- [BRIEF 1]: List each distinct form of name that the article about Nadia Léger uses for her.
- [BRIEF 2]: Extend the article about Nadia Léger and the Paris exhibition of her work, picking up after its final sentence.

- [SOURCE]:
Does the name Nadia Khodossievitch-Léger ring a bell? She has a Wikipedia page, but her second husband, the French artist Fernand Léger, has a much longer one. Wikipedia may not be a reliable barometer for veritable cultural importance, but it reflects the fact that the artist couple has never been allotted the same cultural import, on or off the Internet. Nadia was not only instrumental to Fernand Léger’s teaching and legacy and his inspiration but also a creative generator of her own, often boldly spotlighting herself as well as other politically involved women of her era. Why should Fernand erase, or even becloud, Nadia?
“Nadia Léger: An Avant-Garde Woman” showcases over 150 works at Musée Maillol in Paris and serves as a form of reparations to yet another overlooked female artist. Nadia Léger’s work isn’t necessarily timeless—if anything, it’s very anchored in its era and tinged with Communist fervor—but it reaches beyond patriarchal norms to center female activists and intellectuals, including herself.

- [DATA SECTION]:
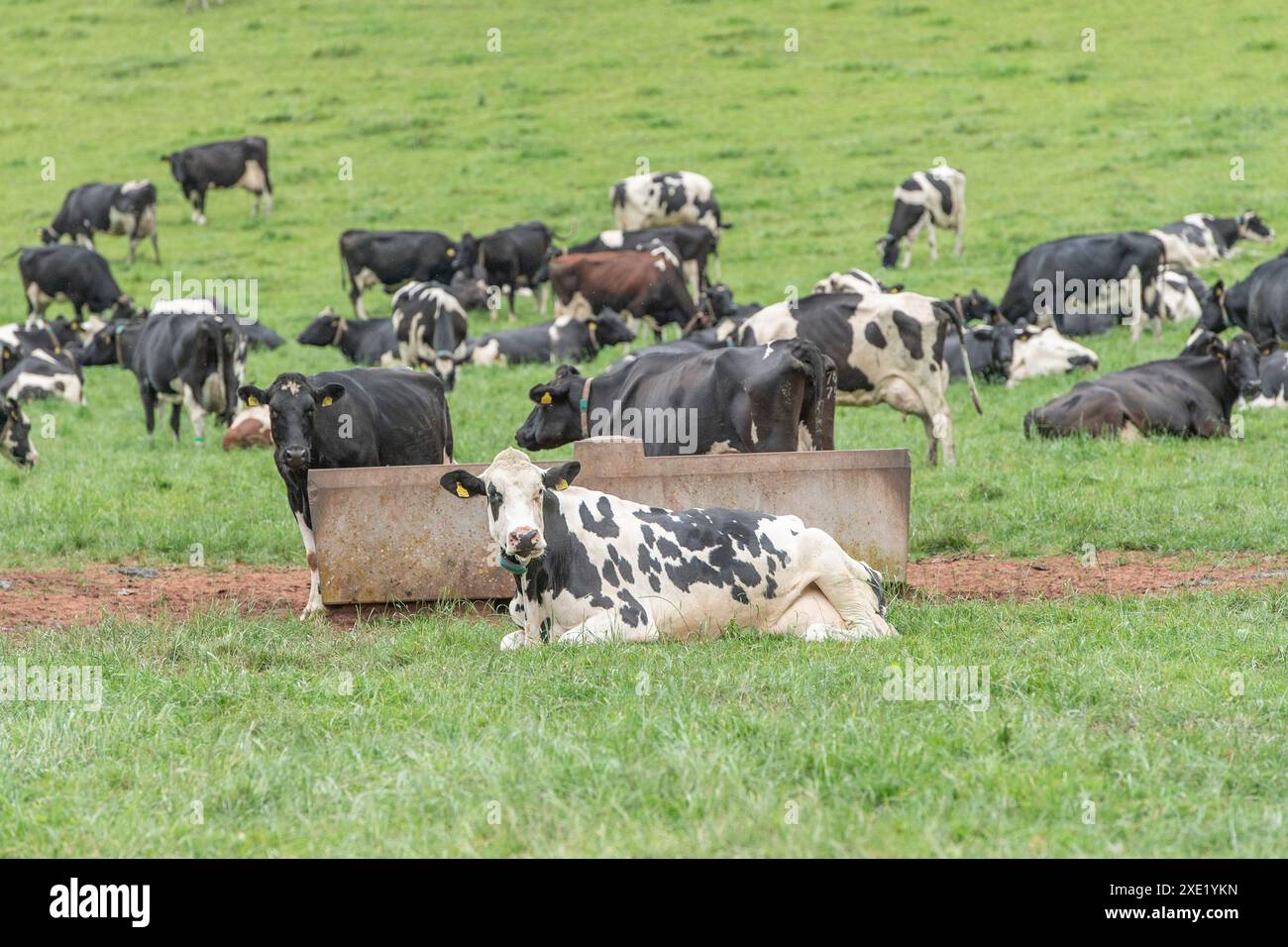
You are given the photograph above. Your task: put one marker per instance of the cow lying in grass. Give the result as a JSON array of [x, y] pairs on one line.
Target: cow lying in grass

- [EXERCISE OUTPUT 1]:
Nadia Khodossievitch-Léger
Nadia
Nadia Léger

- [EXERCISE OUTPUT 2]:
The exhibition text notes that Nadia “virtually disappeared from the collective memory” and then offers suppositions for that omission, including the obvious pervasiveness of sexism but also the lack of “coherence” in her style (veering between Suprematism, Constructivism and Cubism, which of course would never be dismissed if she was a man). Whether her Stalinist-inflected Communism might have acted as an impediment is also suggested, though not elaborated on, in the exhibition. The fact that many French and foreign intellectuals at the time were drawn to Communism and the party’s belief in working-class left-wing values striving for human progress doesn’t implicate Nadia specifically, though many left the party eventually in the latter half of the 20th Century as Stalin’s atrocious criminal effect became harder to deny. Nadia remained in the party.
The most likely reason she is little known is that her famous husband outshined her, art-historically speaking. A museum in his name—the Musée National Fernand Léger—was inaugurated in 1960 in the south of France, becoming a national institution in 1969. In a blown-up photograph in the stairwell, Nadia stands beaming in a fur coat and head-wrapped scarf at the ceremony with prominent Minister of Cultural Affairs André Malraux—she was, in fact, essential to facilitating her husband’s patrimonial presence.
Born in Russia (in what is now Belarus), Nadia (1904-1982) studied under Kazimir Malevich before moving to Poland. One of her earliest works on view is Jeune Fille Suprématiste (circa 1921-22), featuring a girl in profile seated against geometric blue and red forms, highlighting her interest in the female subject and in abstract compositions.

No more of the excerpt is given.